• [Your objective] Pull out every line below holding the word "person".
*** Data supplied Section Begins ***
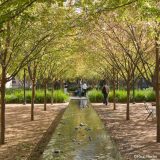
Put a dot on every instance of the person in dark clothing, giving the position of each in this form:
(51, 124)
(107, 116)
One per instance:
(105, 92)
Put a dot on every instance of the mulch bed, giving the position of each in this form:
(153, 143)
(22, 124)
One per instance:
(136, 138)
(22, 135)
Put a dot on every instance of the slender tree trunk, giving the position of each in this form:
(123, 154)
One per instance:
(24, 87)
(52, 93)
(157, 87)
(133, 87)
(114, 91)
(117, 82)
(128, 101)
(45, 96)
(3, 89)
(32, 100)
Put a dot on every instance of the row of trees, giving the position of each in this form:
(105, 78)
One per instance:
(89, 39)
(125, 43)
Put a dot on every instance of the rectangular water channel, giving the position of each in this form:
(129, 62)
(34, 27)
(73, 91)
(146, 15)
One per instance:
(80, 135)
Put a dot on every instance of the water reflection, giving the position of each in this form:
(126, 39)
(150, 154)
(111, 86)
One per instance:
(83, 102)
(80, 136)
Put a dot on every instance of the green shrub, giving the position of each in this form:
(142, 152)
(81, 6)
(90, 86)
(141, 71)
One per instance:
(121, 96)
(17, 96)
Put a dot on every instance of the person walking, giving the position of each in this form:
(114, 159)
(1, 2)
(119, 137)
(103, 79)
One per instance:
(84, 87)
(105, 92)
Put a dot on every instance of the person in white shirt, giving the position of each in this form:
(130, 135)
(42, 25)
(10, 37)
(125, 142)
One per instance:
(84, 87)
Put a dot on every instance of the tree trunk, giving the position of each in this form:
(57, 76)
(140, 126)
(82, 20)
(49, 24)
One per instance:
(3, 89)
(52, 93)
(24, 87)
(133, 89)
(117, 82)
(128, 101)
(45, 96)
(32, 100)
(157, 87)
(114, 91)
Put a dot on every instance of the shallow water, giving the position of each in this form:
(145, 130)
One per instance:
(80, 135)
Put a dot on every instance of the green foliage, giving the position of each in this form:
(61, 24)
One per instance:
(121, 96)
(17, 96)
(95, 96)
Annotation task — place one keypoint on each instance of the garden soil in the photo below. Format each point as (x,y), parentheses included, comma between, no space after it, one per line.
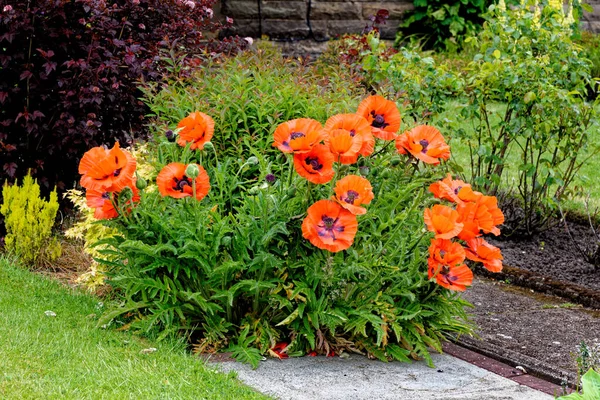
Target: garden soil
(519,326)
(554,254)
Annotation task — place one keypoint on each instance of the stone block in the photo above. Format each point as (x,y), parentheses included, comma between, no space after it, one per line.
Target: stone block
(240,9)
(334,10)
(285,29)
(243,27)
(389,30)
(337,28)
(396,10)
(284,10)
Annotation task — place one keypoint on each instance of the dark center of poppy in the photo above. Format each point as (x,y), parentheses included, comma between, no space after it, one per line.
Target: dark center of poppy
(378,121)
(328,221)
(351,195)
(179,184)
(314,163)
(328,227)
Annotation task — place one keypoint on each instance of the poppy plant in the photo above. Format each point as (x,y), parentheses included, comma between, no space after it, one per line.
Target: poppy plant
(316,165)
(298,135)
(382,115)
(197,129)
(173,182)
(447,252)
(352,191)
(328,226)
(106,170)
(452,277)
(425,143)
(355,125)
(103,202)
(480,216)
(453,190)
(443,221)
(344,145)
(481,251)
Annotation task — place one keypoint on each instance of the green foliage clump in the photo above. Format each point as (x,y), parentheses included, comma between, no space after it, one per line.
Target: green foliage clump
(235,273)
(248,95)
(590,384)
(422,86)
(528,60)
(29,220)
(441,24)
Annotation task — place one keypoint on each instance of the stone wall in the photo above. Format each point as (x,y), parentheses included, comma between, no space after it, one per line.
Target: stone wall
(309,19)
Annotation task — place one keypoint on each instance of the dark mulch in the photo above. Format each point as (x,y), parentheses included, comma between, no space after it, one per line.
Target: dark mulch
(553,254)
(536,331)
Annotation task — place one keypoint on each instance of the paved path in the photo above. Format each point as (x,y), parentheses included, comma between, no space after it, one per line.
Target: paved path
(357,377)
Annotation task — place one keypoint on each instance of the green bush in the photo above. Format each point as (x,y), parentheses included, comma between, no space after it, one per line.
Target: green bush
(443,25)
(420,85)
(29,220)
(250,94)
(527,60)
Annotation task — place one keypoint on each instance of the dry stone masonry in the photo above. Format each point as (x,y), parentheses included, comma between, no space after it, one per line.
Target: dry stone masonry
(310,19)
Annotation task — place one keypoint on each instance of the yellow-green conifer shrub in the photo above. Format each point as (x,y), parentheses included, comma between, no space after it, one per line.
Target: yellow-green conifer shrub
(29,220)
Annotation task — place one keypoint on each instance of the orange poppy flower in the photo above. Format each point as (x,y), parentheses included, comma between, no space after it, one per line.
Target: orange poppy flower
(315,165)
(279,351)
(453,190)
(328,226)
(480,216)
(197,128)
(106,170)
(452,277)
(298,135)
(443,221)
(356,125)
(352,191)
(425,143)
(382,115)
(344,145)
(481,251)
(447,252)
(100,201)
(173,182)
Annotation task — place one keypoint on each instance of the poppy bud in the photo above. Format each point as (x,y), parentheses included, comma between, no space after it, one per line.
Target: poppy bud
(170,135)
(126,194)
(192,171)
(140,183)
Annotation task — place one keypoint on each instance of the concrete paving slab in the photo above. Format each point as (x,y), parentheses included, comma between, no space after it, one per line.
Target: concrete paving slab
(357,377)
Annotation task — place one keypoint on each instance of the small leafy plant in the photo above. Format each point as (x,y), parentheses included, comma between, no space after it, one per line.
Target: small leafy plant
(316,249)
(590,383)
(29,220)
(527,60)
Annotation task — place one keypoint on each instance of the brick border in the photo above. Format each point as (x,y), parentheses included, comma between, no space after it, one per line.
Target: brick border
(502,369)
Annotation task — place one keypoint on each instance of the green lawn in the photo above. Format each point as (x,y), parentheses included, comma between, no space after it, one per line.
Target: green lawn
(586,179)
(67,357)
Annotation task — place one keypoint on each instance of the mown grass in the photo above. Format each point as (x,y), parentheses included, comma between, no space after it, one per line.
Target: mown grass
(67,357)
(586,180)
*** Data supplied Section Ends ***
• [Your response]
Put a dot on every instance of the person in dark clothing, giving the position of each in this form:
Put a dot on every instance of the person walking, giving the position of each in this form:
Put a dot on every instance of the person in white shirt, giving the position of each in this form:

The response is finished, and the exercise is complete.